Referring expression data:
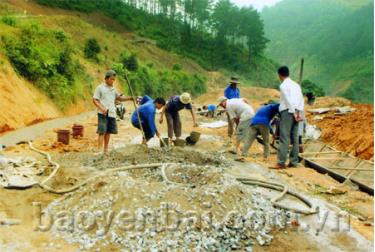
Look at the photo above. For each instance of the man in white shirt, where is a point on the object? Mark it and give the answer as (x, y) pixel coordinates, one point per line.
(104, 99)
(239, 111)
(291, 108)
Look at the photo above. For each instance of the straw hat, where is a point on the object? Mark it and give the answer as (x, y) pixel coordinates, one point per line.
(185, 98)
(221, 100)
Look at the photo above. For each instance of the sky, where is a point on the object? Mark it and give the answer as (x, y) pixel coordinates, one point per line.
(257, 4)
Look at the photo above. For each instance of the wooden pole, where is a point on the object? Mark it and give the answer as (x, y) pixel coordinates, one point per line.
(301, 71)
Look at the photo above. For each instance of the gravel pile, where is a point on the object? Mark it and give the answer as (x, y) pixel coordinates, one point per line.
(139, 211)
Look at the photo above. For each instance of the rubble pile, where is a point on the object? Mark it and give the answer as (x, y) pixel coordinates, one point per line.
(20, 172)
(139, 211)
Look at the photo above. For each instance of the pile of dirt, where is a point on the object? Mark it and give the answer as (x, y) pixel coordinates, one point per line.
(22, 103)
(353, 132)
(189, 206)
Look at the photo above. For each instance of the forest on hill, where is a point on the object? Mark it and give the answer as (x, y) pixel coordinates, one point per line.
(335, 37)
(216, 34)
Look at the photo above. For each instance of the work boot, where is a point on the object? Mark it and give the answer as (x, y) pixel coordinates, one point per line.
(290, 165)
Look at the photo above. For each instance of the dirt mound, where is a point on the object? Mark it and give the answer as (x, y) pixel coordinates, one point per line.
(353, 132)
(186, 205)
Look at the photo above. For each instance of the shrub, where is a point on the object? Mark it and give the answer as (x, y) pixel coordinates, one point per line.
(309, 86)
(130, 62)
(45, 59)
(92, 48)
(8, 20)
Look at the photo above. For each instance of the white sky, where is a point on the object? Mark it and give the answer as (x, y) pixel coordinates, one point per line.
(257, 4)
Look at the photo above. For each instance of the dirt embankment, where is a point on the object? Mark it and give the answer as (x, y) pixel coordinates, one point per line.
(21, 103)
(353, 132)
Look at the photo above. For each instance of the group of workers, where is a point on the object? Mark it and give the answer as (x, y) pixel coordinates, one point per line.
(143, 118)
(249, 124)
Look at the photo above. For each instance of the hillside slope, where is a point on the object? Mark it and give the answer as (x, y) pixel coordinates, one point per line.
(22, 104)
(27, 100)
(335, 37)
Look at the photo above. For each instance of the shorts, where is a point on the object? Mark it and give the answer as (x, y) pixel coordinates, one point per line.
(242, 129)
(106, 125)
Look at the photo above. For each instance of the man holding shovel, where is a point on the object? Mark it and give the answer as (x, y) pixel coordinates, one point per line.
(291, 107)
(231, 92)
(146, 113)
(105, 97)
(171, 111)
(241, 112)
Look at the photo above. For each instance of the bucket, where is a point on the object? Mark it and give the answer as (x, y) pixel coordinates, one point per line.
(63, 136)
(166, 141)
(194, 136)
(77, 130)
(179, 142)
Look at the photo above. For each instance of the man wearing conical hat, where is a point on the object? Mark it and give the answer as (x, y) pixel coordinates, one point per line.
(171, 111)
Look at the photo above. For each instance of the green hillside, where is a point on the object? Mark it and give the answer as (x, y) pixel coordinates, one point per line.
(65, 56)
(334, 36)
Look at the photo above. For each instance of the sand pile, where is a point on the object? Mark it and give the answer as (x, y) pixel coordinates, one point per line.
(353, 132)
(202, 210)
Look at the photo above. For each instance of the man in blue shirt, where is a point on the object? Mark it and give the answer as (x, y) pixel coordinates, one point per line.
(171, 111)
(260, 124)
(230, 92)
(147, 113)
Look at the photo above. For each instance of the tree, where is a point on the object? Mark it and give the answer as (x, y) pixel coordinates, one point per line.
(92, 48)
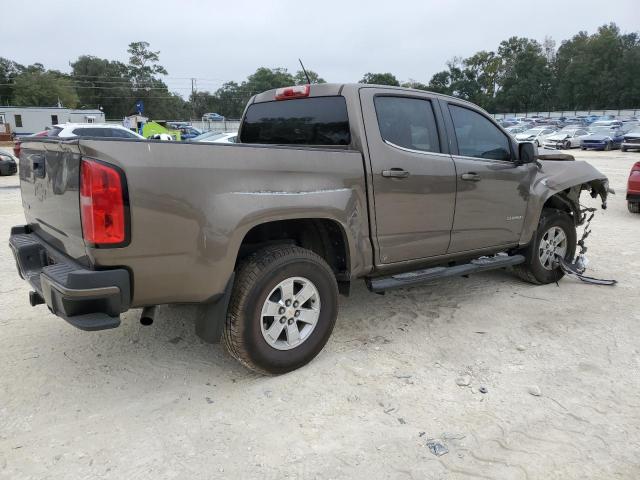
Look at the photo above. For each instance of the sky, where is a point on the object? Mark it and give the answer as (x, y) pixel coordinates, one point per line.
(216, 41)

## Problem requirements:
Without the pictures, give every line above again exactly.

## Your response:
Look at the photo above. For each instance of the man in white shirt, where is a point on the object? Mark it and give the answer as (x, y) pixel coordinates, one point per line.
(104, 99)
(239, 111)
(291, 108)
Look at the photo above. For each instance of the straw hat, where is a point on the object? Mark it and give the answer as (x, y) pixel coordinates, one point per line.
(185, 98)
(221, 100)
Look at the photo above. For each instance of the sky, where is a point on the object? Mark it and give the answer as (x, y) pixel coordinates, one point per line.
(257, 4)
Look at the photo above. For each instance of the wooden pole, where is a point on the object? Mark it and give the answer as (x, y) pixel coordinates, one point per line.
(301, 71)
Look at the photo above. For each instance of the gravel pile, where is a point on the object? Mark it and give the answer as (x, y) pixel coordinates, one point per line.
(139, 211)
Look at the photo above. For each instance of the rubble pile, where is a point on the object? Mark it and give the answer as (x, y) pixel coordinates, one point per line.
(20, 172)
(139, 211)
Look at the photo above. For each instance of the pile of dirt, where is a point on the object? Mark it and give the answer as (x, y) pixel coordinates, one point per line.
(22, 103)
(353, 132)
(189, 206)
Look at the photo above. For each instance of the forest on hill, where is a point on the object? Mark it and give the answer as (x, y) pixel coordinates, one point per line.
(335, 37)
(216, 34)
Look at the photo above. For each instance of the work boot, where is a point on the object? Mark it and give the answer as (x, y) pixel coordinates, one point per line.
(290, 165)
Look at the photo above. For each instance of the dirt mound, where is a point on the object? Mark it and give the answer as (x, y) pixel coordinates, one point per line.
(353, 132)
(186, 205)
Look at the photo above. For each instance of the shrub, where is a point on the object? Mark it and give the answer as (x, y) pixel coordinates, one point per line.
(309, 86)
(130, 62)
(45, 59)
(92, 48)
(8, 20)
Look at the photo above. For each instance of the white sky, where is a point on the object? Mark it and give the answer as (x, y) pixel coordinates, one point per line.
(257, 4)
Look at the photo above. For each instance of the dirt embankment, where is a point on the object? Mark it and give the answer as (x, y) pixel coordinates, one point per line.
(21, 103)
(353, 132)
Look at the photo above. For each instance of the group of workers, where is a point on the object? Mark it and give the answer as (x, y) pixel coordinates, one point per line.
(143, 118)
(249, 124)
Look at the photo above. For each instance of the hillside slope, where is a point on the object? Mark it and give the answer as (x, y) pixel coordinates, one point per line.
(22, 104)
(27, 100)
(335, 37)
Look at the photo above. For each instance of the shorts, where is a point on the object? Mark it and give the answer as (x, y) pixel coordinates, one point per line.
(242, 129)
(106, 125)
Look at the photo above. For each instance of the man holding shovel, where is a point on the object? Mark it and give the answer as (x, y) pixel coordinates, one point per line.
(291, 107)
(231, 92)
(146, 113)
(105, 97)
(171, 111)
(241, 112)
Look at the photo above. For each instance of the bucket, where is a point on the object? Mark it and give the answer as (x, y) pixel coordinates, one point per line.
(63, 136)
(166, 141)
(194, 136)
(77, 130)
(179, 142)
Look at the photo above. For each instance of the man wearing conical hat, where is a point on the object? Mark it and give the answer as (x, y) pixel coordinates, one point per line.
(171, 111)
Look at the photo above. For each instance of the green hillside, where is a point on the object? Mark it and give the answer as (x, y) pixel coordinates, one point per line.
(65, 56)
(334, 36)
Look at the photo above. For each instance of the sand pile, where is a point on the object? Mark it and give the answer as (x, y) pixel coordinates, one point per line.
(353, 132)
(202, 210)
Look at the photo above. For each instance of the man in blue shirt, where is a point on the object? Mark it and give the answer as (x, y) pixel coordinates, one point per line.
(171, 111)
(260, 124)
(230, 92)
(147, 113)
Look at the photo above. For each instance of the tree, where is a point on the object? Mark it and give the answer as (x, y) pixel coordinates, one point per line.
(92, 48)
Look at the photo above. For each instance of the sky, where is a point on the object? Mark it and give the answer as (x, y) pixel coordinates, one point per line.
(216, 41)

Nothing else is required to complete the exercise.